Rewrite every line of the records below as a Markdown table with two columns, Row for the running number and Text for the line itself. Skip blank lines, and leave the pictures out.
>> BEGIN
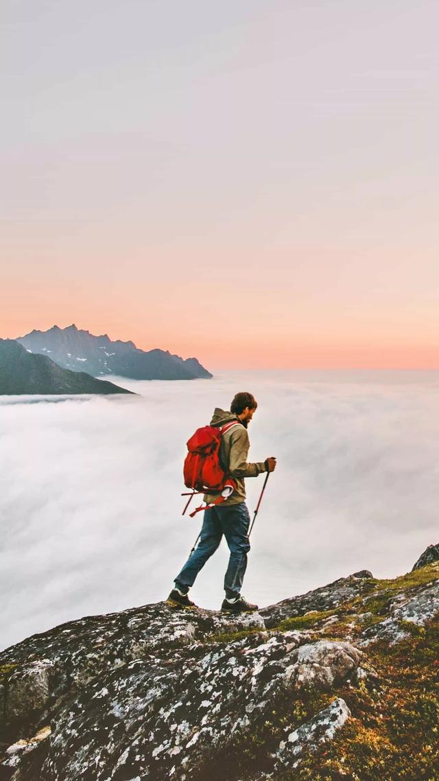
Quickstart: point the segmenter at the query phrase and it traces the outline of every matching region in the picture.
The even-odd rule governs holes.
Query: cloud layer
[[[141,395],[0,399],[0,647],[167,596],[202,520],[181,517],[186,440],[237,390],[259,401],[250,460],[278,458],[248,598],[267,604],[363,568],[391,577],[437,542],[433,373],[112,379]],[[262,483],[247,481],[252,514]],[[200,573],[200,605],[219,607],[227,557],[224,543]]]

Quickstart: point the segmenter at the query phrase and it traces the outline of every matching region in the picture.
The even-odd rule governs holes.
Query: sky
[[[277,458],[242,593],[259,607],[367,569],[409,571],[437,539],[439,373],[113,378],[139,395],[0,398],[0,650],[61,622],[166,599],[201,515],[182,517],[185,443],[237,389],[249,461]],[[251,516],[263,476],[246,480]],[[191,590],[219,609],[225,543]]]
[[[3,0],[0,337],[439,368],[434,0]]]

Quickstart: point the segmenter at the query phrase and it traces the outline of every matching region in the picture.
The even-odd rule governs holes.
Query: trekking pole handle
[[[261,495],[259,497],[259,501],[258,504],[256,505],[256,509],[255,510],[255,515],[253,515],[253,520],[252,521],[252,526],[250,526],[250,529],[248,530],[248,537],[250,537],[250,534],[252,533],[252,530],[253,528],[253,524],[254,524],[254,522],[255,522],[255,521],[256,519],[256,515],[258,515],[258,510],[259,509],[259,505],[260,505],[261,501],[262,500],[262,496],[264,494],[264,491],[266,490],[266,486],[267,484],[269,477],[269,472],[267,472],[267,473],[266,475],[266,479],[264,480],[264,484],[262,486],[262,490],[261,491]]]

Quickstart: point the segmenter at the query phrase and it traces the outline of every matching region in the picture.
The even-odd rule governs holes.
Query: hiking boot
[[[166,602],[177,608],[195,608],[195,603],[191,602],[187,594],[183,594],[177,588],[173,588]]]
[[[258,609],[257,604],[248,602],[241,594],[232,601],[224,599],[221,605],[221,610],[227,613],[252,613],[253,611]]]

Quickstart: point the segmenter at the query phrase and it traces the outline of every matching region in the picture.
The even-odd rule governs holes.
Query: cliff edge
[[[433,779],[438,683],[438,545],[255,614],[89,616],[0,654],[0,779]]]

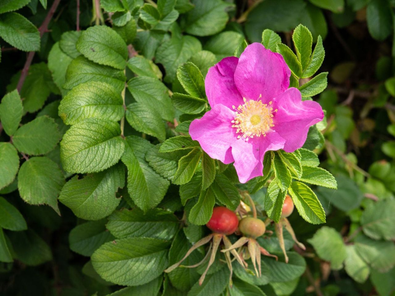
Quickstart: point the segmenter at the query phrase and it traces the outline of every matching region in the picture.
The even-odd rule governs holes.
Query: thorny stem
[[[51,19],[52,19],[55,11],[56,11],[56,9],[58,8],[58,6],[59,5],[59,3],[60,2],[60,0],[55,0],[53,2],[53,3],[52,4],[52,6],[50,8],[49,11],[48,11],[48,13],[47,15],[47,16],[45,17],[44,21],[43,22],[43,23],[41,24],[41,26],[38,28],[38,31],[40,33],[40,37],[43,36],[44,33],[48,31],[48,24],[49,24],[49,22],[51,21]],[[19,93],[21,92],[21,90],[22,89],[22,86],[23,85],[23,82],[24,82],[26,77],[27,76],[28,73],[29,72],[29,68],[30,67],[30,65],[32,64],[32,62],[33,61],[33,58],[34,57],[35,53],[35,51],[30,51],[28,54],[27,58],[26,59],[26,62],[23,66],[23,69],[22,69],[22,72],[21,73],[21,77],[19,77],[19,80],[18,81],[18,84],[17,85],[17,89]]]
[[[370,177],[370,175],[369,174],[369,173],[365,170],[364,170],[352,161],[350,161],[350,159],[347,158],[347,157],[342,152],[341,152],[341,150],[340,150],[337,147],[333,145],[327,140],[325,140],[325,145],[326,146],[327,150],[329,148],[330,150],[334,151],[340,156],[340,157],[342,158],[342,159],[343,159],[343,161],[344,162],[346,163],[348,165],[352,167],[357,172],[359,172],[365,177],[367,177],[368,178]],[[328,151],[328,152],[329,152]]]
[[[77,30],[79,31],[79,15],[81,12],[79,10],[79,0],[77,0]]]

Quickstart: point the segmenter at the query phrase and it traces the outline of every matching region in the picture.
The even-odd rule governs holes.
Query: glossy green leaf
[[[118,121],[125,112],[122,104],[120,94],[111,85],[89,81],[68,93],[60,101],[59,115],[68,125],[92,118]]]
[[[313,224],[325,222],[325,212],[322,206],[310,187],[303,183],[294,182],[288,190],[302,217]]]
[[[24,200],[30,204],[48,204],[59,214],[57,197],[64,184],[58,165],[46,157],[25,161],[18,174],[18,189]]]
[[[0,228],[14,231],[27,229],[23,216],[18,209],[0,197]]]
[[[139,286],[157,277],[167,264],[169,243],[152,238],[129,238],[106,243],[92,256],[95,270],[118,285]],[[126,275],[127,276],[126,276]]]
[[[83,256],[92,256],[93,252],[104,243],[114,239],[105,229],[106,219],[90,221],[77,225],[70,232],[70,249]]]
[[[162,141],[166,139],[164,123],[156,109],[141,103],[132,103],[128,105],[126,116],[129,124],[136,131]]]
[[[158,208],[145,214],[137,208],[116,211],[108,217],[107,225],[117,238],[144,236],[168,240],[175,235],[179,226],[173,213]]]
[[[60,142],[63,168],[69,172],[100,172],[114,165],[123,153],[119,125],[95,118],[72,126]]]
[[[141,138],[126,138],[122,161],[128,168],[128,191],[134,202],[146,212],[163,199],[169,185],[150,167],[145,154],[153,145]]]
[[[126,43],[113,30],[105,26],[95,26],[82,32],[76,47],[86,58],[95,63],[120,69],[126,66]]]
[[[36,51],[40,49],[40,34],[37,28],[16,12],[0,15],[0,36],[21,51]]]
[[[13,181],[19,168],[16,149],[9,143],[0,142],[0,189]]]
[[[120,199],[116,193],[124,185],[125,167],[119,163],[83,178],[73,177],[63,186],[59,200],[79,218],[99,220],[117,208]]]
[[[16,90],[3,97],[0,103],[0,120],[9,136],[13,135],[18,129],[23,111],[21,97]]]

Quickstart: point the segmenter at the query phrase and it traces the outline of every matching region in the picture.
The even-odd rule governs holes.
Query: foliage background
>> END
> **Written reply**
| Row | Text |
|---|---|
| 1 | Quickstart: point the segmenter at the query phrase and it traces the outline of every matching region in the picture. |
| 2 | The even-odd rule governs holes. |
| 3 | Query: cloud layer |
| 4 | [[[141,395],[0,399],[0,647],[167,596],[202,520],[181,517],[186,440],[237,390],[259,401],[250,460],[278,458],[248,598],[267,604],[363,568],[391,577],[437,542],[433,373],[112,379]],[[262,483],[247,481],[252,514]],[[200,573],[200,605],[219,607],[227,557],[224,543]]] |
| 5 | Quickstart: point the segmenter at the query phrase and it traces the outline of every matching region in the picture. |
| 6 | The even-odd rule governs holes. |
| 7 | Query: sky |
| 8 | [[[277,458],[242,593],[259,607],[367,569],[409,571],[437,539],[439,373],[113,378],[139,395],[0,398],[0,650],[61,622],[166,599],[201,515],[182,517],[185,443],[237,389],[249,461]],[[251,516],[263,476],[246,480]],[[191,590],[219,609],[225,543]]] |
| 9 | [[[3,0],[0,337],[439,368],[434,0]]] |
| 10 | Quickstart: point the segmenter at the query phrase and it traces the outline of every matching region in the picture. |
| 11 | The even-odd rule governs holes. |
| 12 | Query: trekking pole handle |
| 13 | [[[261,495],[259,497],[259,501],[258,504],[256,505],[256,509],[255,510],[255,515],[253,515],[253,520],[252,521],[252,526],[250,526],[250,529],[248,530],[248,537],[250,537],[250,534],[252,533],[252,530],[253,528],[253,524],[254,524],[254,522],[255,522],[255,521],[256,519],[256,515],[258,515],[258,510],[259,509],[259,505],[260,505],[261,501],[262,500],[262,496],[264,494],[264,491],[266,490],[266,486],[267,484],[269,477],[269,472],[267,472],[267,473],[266,475],[266,479],[264,480],[264,484],[262,486],[262,490],[261,491]]] |
| 14 | Quickstart: point the segmenter at the query phrase and it traces the outline of every matching region in the picture. |
| 15 | The even-odd rule governs holes. |
| 16 | Query: hiking boot |
| 17 | [[[166,602],[177,608],[195,608],[195,603],[191,602],[187,594],[183,594],[177,588],[173,588]]] |
| 18 | [[[258,609],[257,604],[248,602],[241,594],[232,601],[224,599],[221,605],[221,610],[227,613],[252,613],[253,611]]] |
| 19 | Quickstart: point the segmenter at the query phrase and it traces the outline of every matching region in the picture. |
| 20 | The even-odd rule governs holes. |
| 21 | Query: cliff edge |
| 22 | [[[433,779],[438,683],[438,545],[255,614],[89,616],[0,654],[0,779]]] |
| 23 | Quickstart: point the segmenter at the query phrase and it traces the outline of every matching region in the picture. |
| 24 | The even-odd rule governs holes. |
| 25 | Query: thorny stem |
| 26 | [[[51,19],[52,19],[55,11],[56,11],[56,9],[58,8],[58,6],[59,5],[59,3],[60,2],[60,0],[55,0],[53,2],[53,3],[52,4],[52,6],[50,8],[49,11],[48,11],[48,13],[47,15],[47,16],[45,17],[44,21],[43,22],[43,23],[41,24],[41,26],[38,28],[38,31],[40,33],[40,37],[43,36],[44,33],[48,31],[48,24],[49,24],[49,22],[51,21]],[[19,93],[21,92],[21,90],[22,89],[22,86],[23,85],[23,82],[24,82],[26,77],[27,76],[28,73],[29,72],[29,68],[30,67],[30,65],[32,64],[32,62],[33,61],[33,58],[34,57],[35,53],[35,51],[30,51],[28,54],[27,58],[26,59],[26,62],[23,66],[23,69],[22,69],[22,72],[21,73],[21,77],[19,77],[19,80],[18,81],[18,84],[17,85],[17,89]]] |
| 27 | [[[370,177],[370,175],[369,174],[369,173],[365,170],[364,170],[352,161],[350,161],[350,159],[347,158],[347,157],[342,152],[341,152],[341,150],[340,150],[337,147],[333,145],[327,140],[325,140],[325,145],[326,146],[327,150],[329,148],[330,150],[334,151],[340,156],[340,157],[342,158],[342,159],[343,159],[343,161],[344,162],[346,163],[348,165],[352,167],[357,172],[359,172],[365,177],[367,177],[368,178]],[[328,151],[328,152],[329,152]]] |
| 28 | [[[77,30],[79,31],[79,15],[81,12],[79,10],[79,0],[77,0]]] |
| 29 | Quickstart: point the segmenter at the query phrase and it traces the outline of every matching region in the picture. |
| 30 | The even-odd rule governs holes. |
| 31 | Query: glossy green leaf |
| 32 | [[[118,121],[125,112],[122,104],[120,94],[111,85],[89,81],[68,93],[60,101],[59,115],[68,125],[92,118]]] |
| 33 | [[[313,224],[325,222],[325,212],[322,206],[310,187],[303,183],[294,182],[288,190],[302,217]]] |
| 34 | [[[24,200],[30,204],[48,204],[59,214],[57,197],[64,184],[58,165],[46,157],[25,161],[18,174],[18,189]]] |
| 35 | [[[0,228],[14,231],[27,229],[23,216],[18,209],[0,197]]] |
| 36 | [[[139,286],[157,277],[167,264],[169,243],[152,238],[129,238],[106,243],[92,256],[95,270],[118,285]],[[126,275],[127,276],[126,276]]] |
| 37 | [[[83,256],[92,256],[93,252],[104,243],[114,239],[105,229],[106,219],[90,221],[77,225],[70,232],[70,249]]] |
| 38 | [[[162,141],[166,139],[164,123],[156,109],[141,103],[132,103],[128,105],[126,116],[129,124],[136,131]]] |
| 39 | [[[158,208],[145,214],[137,208],[116,211],[108,217],[107,225],[117,238],[144,236],[168,240],[175,235],[179,226],[173,213]]] |
| 40 | [[[60,142],[63,168],[69,172],[100,172],[114,165],[123,153],[119,125],[95,118],[72,126]]] |
| 41 | [[[141,138],[126,138],[122,161],[128,168],[128,191],[134,202],[146,212],[163,199],[169,185],[150,167],[145,154],[153,145]]] |
| 42 | [[[126,43],[113,30],[105,26],[95,26],[82,32],[76,47],[86,58],[95,63],[120,69],[126,66]]] |
| 43 | [[[36,51],[40,49],[40,34],[37,28],[16,12],[0,15],[0,36],[21,51]]] |
| 44 | [[[13,181],[19,168],[16,149],[9,143],[0,142],[0,189]]] |
| 45 | [[[120,199],[116,193],[124,185],[125,167],[119,163],[83,178],[73,177],[63,186],[59,200],[79,218],[99,220],[117,208]]] |
| 46 | [[[16,90],[3,97],[0,103],[0,120],[9,136],[13,135],[18,129],[23,111],[21,97]]] |
| 47 | Quickstart: point the segmenter at the query phrase and it traces the outline of every matching region in the picture. |
| 48 | The even-odd rule governs holes. |
| 49 | Query: foliage background |